Start of Record excerpts

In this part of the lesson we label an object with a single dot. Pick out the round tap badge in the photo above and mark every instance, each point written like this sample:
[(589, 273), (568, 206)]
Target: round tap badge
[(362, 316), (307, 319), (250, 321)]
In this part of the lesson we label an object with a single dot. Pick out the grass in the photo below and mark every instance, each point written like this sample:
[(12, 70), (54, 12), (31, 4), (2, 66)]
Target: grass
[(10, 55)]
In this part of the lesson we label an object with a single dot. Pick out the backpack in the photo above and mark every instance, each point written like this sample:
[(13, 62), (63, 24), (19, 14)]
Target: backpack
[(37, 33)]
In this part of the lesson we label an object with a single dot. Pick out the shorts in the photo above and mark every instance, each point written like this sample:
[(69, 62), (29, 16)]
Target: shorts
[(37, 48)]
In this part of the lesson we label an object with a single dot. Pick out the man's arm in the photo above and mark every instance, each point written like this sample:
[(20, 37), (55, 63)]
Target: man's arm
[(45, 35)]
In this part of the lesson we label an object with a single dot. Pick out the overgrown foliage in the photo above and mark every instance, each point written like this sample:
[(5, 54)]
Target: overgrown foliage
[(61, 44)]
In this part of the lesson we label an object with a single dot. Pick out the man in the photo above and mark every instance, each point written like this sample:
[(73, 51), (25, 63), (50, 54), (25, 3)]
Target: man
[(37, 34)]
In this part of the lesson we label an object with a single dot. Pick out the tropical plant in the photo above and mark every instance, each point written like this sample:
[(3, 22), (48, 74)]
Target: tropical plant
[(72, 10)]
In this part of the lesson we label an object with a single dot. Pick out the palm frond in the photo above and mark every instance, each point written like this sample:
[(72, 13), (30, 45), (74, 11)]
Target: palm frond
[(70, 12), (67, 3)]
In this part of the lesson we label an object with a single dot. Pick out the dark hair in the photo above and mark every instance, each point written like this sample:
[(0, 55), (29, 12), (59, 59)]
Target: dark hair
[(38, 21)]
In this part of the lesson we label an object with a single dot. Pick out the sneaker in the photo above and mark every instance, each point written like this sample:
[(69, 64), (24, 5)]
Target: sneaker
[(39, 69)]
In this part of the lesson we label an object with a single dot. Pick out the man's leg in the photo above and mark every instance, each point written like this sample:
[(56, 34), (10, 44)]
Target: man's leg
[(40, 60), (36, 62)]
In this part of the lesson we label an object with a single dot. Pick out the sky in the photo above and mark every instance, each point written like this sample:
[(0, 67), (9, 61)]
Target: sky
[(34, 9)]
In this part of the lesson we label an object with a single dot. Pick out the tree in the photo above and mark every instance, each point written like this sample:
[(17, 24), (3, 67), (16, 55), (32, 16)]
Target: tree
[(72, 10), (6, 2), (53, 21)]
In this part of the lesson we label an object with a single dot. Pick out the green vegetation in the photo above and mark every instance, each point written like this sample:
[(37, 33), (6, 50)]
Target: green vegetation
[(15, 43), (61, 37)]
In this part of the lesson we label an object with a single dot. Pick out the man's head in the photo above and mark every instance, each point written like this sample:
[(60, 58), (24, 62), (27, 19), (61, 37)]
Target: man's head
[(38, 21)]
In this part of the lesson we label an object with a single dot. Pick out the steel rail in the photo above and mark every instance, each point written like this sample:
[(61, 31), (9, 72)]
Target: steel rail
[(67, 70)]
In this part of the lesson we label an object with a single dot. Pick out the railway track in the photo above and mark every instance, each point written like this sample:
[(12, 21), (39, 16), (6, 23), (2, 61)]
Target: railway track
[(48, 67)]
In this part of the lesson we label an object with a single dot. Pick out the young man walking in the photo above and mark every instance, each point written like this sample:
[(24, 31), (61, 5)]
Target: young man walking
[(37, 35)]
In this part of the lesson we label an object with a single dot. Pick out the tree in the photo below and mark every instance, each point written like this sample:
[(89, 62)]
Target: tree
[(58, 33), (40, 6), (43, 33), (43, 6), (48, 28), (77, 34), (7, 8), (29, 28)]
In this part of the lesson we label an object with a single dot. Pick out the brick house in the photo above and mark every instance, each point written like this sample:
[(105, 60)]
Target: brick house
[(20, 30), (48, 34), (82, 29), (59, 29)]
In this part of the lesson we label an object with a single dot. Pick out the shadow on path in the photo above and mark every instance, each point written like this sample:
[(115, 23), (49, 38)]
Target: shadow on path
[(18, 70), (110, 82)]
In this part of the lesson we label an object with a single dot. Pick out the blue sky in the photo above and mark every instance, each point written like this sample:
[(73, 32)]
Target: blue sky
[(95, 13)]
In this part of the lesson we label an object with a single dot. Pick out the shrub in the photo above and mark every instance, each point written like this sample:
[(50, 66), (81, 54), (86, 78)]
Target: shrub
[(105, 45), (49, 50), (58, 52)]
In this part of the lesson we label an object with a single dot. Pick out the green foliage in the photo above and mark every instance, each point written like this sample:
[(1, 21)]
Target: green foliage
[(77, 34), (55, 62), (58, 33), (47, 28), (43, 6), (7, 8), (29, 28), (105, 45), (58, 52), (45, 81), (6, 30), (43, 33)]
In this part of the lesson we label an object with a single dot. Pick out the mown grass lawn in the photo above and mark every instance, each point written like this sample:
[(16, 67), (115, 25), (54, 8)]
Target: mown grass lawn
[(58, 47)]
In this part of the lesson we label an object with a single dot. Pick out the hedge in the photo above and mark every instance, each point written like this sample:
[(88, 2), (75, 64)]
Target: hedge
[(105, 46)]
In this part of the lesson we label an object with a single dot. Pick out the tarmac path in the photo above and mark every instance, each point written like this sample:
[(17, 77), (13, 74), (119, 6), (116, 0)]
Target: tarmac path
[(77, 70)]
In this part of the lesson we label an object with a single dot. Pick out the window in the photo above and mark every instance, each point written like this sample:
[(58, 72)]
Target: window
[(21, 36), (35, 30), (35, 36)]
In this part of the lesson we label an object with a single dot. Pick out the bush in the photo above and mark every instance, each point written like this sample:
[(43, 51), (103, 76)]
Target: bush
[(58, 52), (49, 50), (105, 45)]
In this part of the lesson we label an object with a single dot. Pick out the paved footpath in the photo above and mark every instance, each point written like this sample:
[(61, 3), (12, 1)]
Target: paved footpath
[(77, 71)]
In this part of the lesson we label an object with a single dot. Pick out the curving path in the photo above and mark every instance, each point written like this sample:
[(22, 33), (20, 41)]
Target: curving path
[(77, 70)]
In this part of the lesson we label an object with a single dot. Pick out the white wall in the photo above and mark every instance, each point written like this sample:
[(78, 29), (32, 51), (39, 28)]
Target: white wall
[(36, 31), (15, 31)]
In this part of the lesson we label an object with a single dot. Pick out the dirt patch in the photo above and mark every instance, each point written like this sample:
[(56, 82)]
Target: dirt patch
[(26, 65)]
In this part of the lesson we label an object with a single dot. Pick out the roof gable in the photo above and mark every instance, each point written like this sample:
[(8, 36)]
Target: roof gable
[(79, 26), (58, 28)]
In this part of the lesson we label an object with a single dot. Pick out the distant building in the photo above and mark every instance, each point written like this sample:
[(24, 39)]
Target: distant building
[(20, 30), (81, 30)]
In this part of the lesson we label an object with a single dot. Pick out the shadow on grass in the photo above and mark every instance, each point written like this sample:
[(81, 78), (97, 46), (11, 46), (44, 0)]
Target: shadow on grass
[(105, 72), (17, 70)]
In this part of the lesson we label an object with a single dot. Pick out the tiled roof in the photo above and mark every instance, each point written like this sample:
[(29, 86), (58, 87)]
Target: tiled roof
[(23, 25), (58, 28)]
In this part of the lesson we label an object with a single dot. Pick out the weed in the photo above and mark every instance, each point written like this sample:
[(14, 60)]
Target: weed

End of Record excerpts

**Work request**
Repeat, without change, each line of the data above from the one that contains "[(78, 29), (32, 51), (39, 28)]" through the final line, counting both.

**Answer to this exercise**
[(78, 29), (32, 51), (39, 28)]
Target: white wall
[(36, 31), (15, 31)]
In this part of the lesson we label an object with a single dot. Pick out the dirt patch in the photo above and mark every instance, each point written like this sample:
[(56, 82)]
Target: dirt patch
[(26, 65)]
In this part of the lesson we label an object with a single dot. Pick out the roof gable in the photo above and mark every instance, each point written like this sample:
[(8, 36)]
Target: roof gable
[(79, 26), (58, 28)]
In this part of the lesson we label an object with a single dot. Pick out the distant building in the photo above and mark every instance, each point written like this sample:
[(24, 39)]
Target: distant building
[(20, 30), (81, 30)]
In this part of the lesson we label an object with a single dot. Pick out the shadow on grass in the photo above and mark every instance, each point written like this sample:
[(81, 78), (97, 46), (11, 46), (44, 0)]
Target: shadow on grass
[(105, 72), (17, 70)]
In this part of the lesson we label an object with a single dot. Pick out the tiled roof in the photo above and mark every instance, each point written like this sample:
[(29, 86), (58, 87)]
Target: tiled roof
[(23, 25), (58, 28)]
In this part of the lesson we label an object with a single dot. Pick out the weed in the photo above and mark every instance, each point written like this sample:
[(14, 60)]
Target: weed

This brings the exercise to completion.